> [WHAT IS ASKED]
Convert everything in the listing below, from the line containing "rear bumper in" down to the line containing "[(85, 206), (175, 206)]", into a JSON list of strings, one string per line and no blank lines.

> [Excerpts of pointing data]
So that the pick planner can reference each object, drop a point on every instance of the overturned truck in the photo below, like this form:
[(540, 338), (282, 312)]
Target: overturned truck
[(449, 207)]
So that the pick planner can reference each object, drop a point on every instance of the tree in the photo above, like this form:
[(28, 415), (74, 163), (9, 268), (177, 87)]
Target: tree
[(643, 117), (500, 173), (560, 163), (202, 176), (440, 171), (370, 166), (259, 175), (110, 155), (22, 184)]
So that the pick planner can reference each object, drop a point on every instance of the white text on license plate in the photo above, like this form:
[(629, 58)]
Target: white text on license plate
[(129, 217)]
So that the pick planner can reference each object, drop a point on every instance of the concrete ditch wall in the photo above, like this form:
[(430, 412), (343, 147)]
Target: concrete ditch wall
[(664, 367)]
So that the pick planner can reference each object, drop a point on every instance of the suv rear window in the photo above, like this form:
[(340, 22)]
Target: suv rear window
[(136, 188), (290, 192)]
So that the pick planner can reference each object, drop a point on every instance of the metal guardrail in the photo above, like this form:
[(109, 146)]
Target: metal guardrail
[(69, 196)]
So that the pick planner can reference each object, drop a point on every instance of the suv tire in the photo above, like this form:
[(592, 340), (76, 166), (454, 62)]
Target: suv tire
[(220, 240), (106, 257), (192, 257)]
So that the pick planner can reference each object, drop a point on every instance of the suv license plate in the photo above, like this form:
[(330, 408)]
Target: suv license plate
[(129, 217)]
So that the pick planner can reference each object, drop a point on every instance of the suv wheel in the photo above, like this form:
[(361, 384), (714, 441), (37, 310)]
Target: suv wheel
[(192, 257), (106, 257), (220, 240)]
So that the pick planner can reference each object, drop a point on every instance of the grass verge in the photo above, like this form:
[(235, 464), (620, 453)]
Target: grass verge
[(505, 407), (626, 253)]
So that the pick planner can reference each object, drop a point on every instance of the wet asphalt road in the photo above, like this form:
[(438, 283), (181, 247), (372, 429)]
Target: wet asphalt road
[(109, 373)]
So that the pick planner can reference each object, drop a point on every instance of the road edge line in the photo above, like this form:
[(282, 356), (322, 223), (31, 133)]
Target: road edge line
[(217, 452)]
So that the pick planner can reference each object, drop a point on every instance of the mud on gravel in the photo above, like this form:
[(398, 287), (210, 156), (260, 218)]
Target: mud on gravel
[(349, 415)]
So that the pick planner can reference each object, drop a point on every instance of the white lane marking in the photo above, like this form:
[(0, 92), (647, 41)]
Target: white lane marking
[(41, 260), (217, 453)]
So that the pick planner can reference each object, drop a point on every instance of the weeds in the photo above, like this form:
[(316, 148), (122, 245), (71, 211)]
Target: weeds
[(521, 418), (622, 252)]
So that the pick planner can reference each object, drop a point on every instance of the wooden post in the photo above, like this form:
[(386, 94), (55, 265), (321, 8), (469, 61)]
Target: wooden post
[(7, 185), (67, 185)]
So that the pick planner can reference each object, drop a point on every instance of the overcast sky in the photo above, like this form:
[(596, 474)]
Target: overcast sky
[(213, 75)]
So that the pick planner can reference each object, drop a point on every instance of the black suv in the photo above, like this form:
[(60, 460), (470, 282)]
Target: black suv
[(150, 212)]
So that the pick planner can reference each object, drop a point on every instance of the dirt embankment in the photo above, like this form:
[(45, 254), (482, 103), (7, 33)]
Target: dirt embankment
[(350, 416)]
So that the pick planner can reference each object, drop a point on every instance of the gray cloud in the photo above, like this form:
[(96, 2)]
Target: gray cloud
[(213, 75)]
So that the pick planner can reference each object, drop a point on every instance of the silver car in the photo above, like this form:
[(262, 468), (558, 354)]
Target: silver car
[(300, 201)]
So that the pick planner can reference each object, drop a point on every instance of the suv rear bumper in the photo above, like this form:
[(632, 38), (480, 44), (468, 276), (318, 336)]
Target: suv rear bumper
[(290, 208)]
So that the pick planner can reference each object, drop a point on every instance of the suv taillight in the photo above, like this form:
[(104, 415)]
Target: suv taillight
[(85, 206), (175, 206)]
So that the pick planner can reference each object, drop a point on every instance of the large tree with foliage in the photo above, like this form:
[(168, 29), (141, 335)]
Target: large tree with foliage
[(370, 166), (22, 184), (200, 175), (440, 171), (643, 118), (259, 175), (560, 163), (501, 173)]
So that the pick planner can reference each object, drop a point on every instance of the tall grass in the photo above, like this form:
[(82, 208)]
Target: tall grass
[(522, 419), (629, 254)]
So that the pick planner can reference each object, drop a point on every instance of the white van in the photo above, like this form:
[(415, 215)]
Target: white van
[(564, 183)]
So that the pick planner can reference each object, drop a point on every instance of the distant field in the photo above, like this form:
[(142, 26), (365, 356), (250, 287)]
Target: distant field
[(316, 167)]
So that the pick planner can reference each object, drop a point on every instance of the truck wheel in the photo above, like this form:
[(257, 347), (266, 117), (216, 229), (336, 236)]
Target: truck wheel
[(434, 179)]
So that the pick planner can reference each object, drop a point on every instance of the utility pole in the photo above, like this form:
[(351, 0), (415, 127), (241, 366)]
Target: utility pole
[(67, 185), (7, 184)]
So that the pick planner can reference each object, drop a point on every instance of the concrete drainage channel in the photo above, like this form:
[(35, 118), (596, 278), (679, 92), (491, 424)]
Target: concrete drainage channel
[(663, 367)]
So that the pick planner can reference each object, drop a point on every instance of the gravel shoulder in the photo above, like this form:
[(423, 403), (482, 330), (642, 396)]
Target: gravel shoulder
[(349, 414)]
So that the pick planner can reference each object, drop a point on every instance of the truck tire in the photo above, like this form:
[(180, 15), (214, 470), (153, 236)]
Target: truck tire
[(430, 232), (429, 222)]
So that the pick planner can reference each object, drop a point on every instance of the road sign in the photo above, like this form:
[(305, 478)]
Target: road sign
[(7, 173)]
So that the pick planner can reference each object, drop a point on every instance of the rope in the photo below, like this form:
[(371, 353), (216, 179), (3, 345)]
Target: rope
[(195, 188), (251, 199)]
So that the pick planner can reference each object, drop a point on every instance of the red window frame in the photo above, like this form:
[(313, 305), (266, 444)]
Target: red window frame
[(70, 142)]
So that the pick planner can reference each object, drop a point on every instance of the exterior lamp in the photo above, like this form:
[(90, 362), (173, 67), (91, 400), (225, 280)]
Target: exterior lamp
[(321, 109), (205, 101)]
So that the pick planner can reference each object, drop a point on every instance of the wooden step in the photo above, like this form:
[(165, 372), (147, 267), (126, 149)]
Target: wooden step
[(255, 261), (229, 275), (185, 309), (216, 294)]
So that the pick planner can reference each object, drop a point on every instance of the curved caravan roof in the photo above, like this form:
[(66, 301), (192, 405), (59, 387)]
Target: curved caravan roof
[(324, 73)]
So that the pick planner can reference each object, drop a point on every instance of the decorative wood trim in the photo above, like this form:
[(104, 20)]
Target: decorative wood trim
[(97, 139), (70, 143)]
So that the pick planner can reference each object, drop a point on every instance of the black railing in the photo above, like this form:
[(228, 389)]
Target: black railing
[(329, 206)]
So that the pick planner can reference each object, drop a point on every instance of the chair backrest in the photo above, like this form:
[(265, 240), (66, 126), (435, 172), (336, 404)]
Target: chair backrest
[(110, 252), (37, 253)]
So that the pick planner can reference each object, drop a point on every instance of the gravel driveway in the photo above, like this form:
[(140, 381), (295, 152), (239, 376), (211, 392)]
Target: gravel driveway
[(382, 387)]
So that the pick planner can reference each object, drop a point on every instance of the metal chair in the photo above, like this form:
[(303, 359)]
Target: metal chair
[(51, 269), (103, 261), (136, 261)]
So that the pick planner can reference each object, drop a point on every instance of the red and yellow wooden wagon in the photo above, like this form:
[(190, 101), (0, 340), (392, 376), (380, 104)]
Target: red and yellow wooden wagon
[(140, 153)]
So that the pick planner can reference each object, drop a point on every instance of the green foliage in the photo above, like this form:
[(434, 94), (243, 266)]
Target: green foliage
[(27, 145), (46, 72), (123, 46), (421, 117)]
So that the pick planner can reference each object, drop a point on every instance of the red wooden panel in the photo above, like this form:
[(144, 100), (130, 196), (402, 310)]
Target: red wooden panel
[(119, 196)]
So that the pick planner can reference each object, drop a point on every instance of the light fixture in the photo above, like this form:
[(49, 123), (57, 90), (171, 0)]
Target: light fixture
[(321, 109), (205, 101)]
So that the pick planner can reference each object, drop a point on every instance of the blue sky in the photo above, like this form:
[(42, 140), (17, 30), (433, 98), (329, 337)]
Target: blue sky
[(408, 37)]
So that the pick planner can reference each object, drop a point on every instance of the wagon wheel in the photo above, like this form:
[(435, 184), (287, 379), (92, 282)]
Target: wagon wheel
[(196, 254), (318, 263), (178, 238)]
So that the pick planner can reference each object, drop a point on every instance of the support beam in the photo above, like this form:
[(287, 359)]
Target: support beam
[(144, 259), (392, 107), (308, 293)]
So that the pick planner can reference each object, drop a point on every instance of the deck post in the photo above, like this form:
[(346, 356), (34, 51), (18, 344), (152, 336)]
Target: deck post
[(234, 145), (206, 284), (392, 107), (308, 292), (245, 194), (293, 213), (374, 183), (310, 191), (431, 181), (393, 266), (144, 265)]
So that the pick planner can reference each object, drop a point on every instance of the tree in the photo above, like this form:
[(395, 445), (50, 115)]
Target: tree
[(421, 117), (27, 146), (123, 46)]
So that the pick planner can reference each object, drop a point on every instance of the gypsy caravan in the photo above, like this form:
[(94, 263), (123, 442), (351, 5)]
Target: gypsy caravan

> [RESULT OF THE EXERCISE]
[
  "So that the pick planner can reference each object, drop a point on every instance of the suv rear bumper in the photo above, like this form:",
  "[(632, 38), (480, 44), (468, 276), (318, 336)]",
  "Target: suv rear bumper",
  "[(290, 208)]",
  "So that the pick planner can reference each object, drop a point on every instance of the suv taillight in the photo above, like this form:",
  "[(104, 415)]",
  "Target: suv taillight",
  "[(85, 206), (175, 206)]"
]